Each entry that follows is to be retyped exactly. Pictures do not belong in the copy.

_Records for processing_:
<<<<
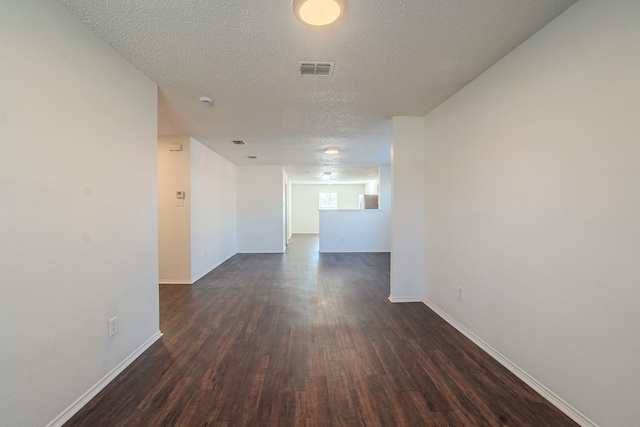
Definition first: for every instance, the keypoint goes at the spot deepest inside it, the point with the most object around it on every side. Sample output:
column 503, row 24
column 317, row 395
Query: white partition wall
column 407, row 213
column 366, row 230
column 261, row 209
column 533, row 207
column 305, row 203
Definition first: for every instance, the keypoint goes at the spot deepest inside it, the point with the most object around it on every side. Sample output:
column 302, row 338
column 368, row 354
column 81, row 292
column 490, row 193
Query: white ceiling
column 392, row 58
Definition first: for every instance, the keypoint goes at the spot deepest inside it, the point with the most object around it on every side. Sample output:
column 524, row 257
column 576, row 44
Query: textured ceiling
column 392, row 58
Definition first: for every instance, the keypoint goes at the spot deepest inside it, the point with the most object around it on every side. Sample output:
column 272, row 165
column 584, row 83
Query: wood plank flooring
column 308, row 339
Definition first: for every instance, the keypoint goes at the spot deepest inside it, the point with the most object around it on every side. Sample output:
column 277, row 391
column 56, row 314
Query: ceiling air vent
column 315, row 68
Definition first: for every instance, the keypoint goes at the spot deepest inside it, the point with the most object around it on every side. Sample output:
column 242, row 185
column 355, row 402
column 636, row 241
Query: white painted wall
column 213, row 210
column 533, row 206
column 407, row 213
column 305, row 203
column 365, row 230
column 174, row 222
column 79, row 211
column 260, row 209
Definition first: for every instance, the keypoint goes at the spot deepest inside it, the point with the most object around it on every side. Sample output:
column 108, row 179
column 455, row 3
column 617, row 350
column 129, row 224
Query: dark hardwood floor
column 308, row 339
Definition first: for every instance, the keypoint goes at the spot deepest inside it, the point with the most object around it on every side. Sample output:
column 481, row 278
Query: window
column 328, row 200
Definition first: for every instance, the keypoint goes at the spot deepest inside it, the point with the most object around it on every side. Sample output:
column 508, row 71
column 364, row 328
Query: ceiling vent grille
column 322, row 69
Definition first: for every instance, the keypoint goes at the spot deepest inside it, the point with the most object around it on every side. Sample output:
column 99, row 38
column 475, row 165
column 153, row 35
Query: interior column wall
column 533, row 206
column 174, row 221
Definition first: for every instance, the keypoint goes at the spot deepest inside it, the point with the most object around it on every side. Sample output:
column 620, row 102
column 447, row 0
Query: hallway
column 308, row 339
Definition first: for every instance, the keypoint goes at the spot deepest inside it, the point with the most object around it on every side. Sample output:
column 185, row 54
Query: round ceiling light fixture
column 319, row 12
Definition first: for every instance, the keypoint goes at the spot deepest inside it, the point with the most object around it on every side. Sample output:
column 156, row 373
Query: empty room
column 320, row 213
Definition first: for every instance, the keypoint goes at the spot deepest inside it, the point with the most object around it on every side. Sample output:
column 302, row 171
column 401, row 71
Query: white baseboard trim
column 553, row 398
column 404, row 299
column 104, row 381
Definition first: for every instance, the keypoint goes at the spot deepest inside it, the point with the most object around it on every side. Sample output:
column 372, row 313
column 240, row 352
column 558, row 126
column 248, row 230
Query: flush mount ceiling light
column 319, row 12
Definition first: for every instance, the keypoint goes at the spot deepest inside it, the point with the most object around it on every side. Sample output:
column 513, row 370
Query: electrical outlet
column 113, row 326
>>>>
_Result_:
Definition first: for every instance, the keypoint goes at the spot deepest inside it, the point with the most object around it on every side. Sample output:
column 503, row 24
column 317, row 395
Query: white partition wall
column 407, row 213
column 366, row 230
column 261, row 209
column 533, row 207
column 305, row 203
Definition first: for every instance, the keypoint goes at the spot deepest inside it, the point with the most object around it on every side. Sample output:
column 302, row 338
column 368, row 354
column 81, row 292
column 490, row 193
Query: white ceiling
column 392, row 58
Definition first: for every instance, the keypoint goes at the spot deepest inside it, the point with the most object around it on every side. Sample output:
column 524, row 257
column 576, row 44
Query: textured ceiling
column 392, row 58
Definition first: for every instance, the keypoint goes at the spot deepest inside it, the point with the most object around it on every side. Sample output:
column 272, row 165
column 584, row 83
Query: wood plank flooring
column 308, row 339
Definition first: for every instance, the keypoint goes at the spot deepest inside it, the point with the most object around it on every side. Sample output:
column 277, row 391
column 56, row 314
Query: ceiling air vent
column 315, row 68
Definition first: for every instance, the keypoint goes at the spot deepest inside it, the point with the most object around it on every side. Sample output:
column 242, row 185
column 355, row 402
column 636, row 241
Query: white painted wall
column 213, row 210
column 533, row 206
column 407, row 213
column 305, row 203
column 365, row 230
column 174, row 222
column 79, row 211
column 260, row 209
Definition first: for every instance, the keypoint goes at the spot deepest inside it, the point with the most object around it on every side. Sample output:
column 108, row 179
column 455, row 3
column 617, row 350
column 129, row 224
Query: dark hardwood floor
column 308, row 339
Definition first: for every instance, the keypoint goes at the spot deepest inside it, the point with the most object around it on every side. Sample output:
column 481, row 278
Query: window
column 328, row 200
Definition first: for every instance, the keypoint goes at the spot deepest inside it, the point with the most object around it on every side. Sample output:
column 508, row 71
column 364, row 328
Query: ceiling vent grille
column 322, row 69
Definition first: for every instance, the keypoint goes at the spot deepest inside it, the point with the most object around it on every side. Sample output:
column 99, row 38
column 475, row 165
column 153, row 35
Query: interior column wall
column 533, row 206
column 174, row 221
Definition first: for every instance, the keypoint goes at the spot deepest inside it, the point with the most object around it on every side. Sample output:
column 620, row 102
column 447, row 0
Query: hallway
column 308, row 339
Definition first: for every instance, the keypoint goes at the spot deepest inside it, the point with the most object around it on every side. Sample output:
column 185, row 54
Query: round ceiling light fixture
column 319, row 12
Definition first: for every instance, the keypoint goes at the spot deepest inside it, the point with the most object around it on every side. Sample output:
column 156, row 373
Query: empty room
column 320, row 213
Definition first: for every instance, the keypoint goes at the spot deepest inside it, the point with the most object around it on every side. Sample output:
column 302, row 171
column 401, row 71
Query: white baseboard trim
column 553, row 398
column 404, row 299
column 104, row 381
Definition first: for every instance, the keypoint goes at the spot deepest inside it, the point with the most object around it on every side. Sample output:
column 372, row 313
column 240, row 352
column 558, row 126
column 248, row 230
Query: flush mount ceiling light
column 319, row 12
Definition first: for every instance, the keypoint goes at the spot deepest inside it, the point with the most object around it on every side. Sample output:
column 513, row 370
Query: electrical outlet
column 113, row 326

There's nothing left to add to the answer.